### YOUR GOAL:
Output the records exactly as they appear, with no pictures included.

### DATA:
_ _ _
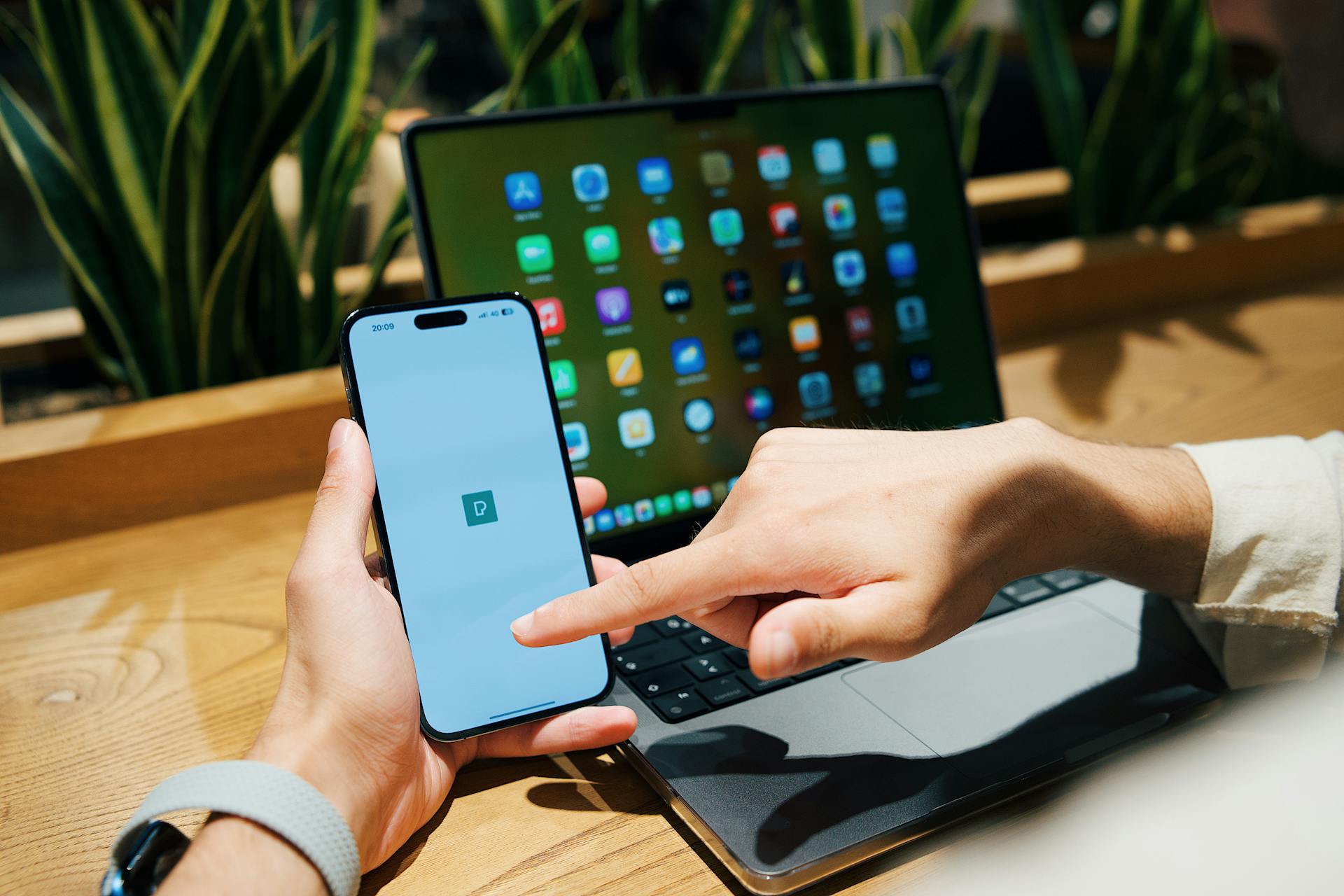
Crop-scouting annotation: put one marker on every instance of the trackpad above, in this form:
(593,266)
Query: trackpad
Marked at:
(1018,690)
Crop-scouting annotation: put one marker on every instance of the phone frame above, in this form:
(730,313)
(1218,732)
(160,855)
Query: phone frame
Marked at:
(356,409)
(656,539)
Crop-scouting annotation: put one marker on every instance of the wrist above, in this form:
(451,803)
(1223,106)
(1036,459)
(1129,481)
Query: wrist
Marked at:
(309,748)
(1140,514)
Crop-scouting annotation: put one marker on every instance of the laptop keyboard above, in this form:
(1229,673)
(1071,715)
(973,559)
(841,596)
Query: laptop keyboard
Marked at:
(683,672)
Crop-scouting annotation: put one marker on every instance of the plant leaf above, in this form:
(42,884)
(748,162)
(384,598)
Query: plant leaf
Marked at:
(561,30)
(737,23)
(70,219)
(1058,88)
(783,67)
(324,140)
(127,71)
(838,34)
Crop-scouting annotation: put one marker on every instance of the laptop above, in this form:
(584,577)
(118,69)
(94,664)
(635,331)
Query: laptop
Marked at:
(705,270)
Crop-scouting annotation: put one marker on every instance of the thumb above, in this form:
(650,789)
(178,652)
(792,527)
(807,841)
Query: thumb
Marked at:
(806,633)
(339,526)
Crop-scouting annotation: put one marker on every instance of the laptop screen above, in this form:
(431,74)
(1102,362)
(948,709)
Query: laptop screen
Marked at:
(706,270)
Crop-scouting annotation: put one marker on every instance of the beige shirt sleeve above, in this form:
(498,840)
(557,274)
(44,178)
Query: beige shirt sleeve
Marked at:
(1269,602)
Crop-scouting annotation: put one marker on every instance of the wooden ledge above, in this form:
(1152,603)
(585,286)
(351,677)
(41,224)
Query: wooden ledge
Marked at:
(97,470)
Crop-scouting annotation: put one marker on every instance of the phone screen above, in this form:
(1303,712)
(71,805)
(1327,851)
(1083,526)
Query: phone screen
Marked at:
(477,514)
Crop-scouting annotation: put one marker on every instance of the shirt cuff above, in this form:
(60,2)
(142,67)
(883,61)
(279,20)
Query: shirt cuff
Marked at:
(1272,575)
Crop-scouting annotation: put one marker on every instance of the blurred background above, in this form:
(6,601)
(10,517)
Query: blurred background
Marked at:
(195,192)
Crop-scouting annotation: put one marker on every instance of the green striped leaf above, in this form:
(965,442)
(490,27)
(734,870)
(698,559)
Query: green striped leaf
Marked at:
(69,216)
(738,18)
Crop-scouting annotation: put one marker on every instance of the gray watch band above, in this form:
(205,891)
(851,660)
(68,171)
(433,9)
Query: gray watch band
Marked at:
_ _ _
### RESULT OF THE EXERCISE:
Crop-scouting annotation: put one marker on every instance of the trackpad above, in this form:
(593,266)
Query: trackpad
Marked at:
(1018,690)
Crop-scouting annotation: put one marker on every instance of the phone frame above, in this form:
(730,313)
(1218,732)
(160,855)
Query: phone frame
Marked at:
(356,409)
(656,539)
Crop-scouting annotation: put one marker on every instance of the wrist above, in this form:
(451,803)
(1223,106)
(1036,459)
(1129,481)
Query: wrist
Marked at:
(309,748)
(1140,514)
Crop-scouting annotation: put one marker on every instance of the laptop keyboard above, in this form:
(1229,673)
(1071,715)
(973,559)
(841,596)
Query: laptop keyboard
Marked at:
(683,672)
Crop-scouting annotation: put one marker on every instance of the plant leaf above, in this form:
(42,884)
(748,162)
(384,598)
Query: plant leaf
Marked at:
(561,30)
(737,23)
(70,219)
(1058,88)
(783,67)
(324,140)
(127,71)
(838,34)
Crop-scouting annotation: put one marker on every instance of the laptop above, in this form:
(584,577)
(118,69)
(94,664)
(635,331)
Query: laptop
Marked at:
(705,270)
Crop-scouting annotation: put one marker on every instance of the thumb above, in this form:
(650,789)
(178,652)
(792,527)
(807,841)
Query: thumb
Marked at:
(806,633)
(339,526)
Crop-scouting annotation: put one marker on every instance of the laptop screen above, in this form:
(431,74)
(1102,362)
(948,709)
Query: laptop screen
Marked at:
(706,270)
Crop-scouting annotation: put one marker on every instance of the beige shirt sleeve above, in this form:
(498,840)
(557,274)
(44,178)
Query: beige shirt sleeve
Marked at:
(1269,602)
Crop-scouting annotation: put one marker on every instance of the wooden ledge above, in this form:
(1152,603)
(585,286)
(351,677)
(41,224)
Query: wooden ledge
Marked at:
(97,470)
Crop-scouting annotation: put one marker on every instance of the phone screen above, in this form:
(1303,712)
(71,805)
(1327,851)
(1083,526)
Query: phone screen
Marked at:
(477,514)
Crop-scouting annotation: put one marker on every instance of the shirt cuff above, in this form:
(60,2)
(142,67)
(883,61)
(279,20)
Query: shirt cuff
Marked at:
(1272,575)
Crop-scouting annotation: put one marker on every instance of the blurred background above, in this form:
(6,601)
(10,517)
Query: blurred background
Marked at:
(195,192)
Crop-scouting annotation: put one marker on every instance of the green striped leaf above, in this form:
(965,442)
(490,27)
(734,870)
(698,559)
Query: green striped leaf
Marked at:
(69,216)
(738,18)
Crop-scouting annotation: put one marker on every instance of the gray watch band above, in this form:
(205,891)
(851,660)
(68,171)
(433,9)
Query: gray watch band
Marked at:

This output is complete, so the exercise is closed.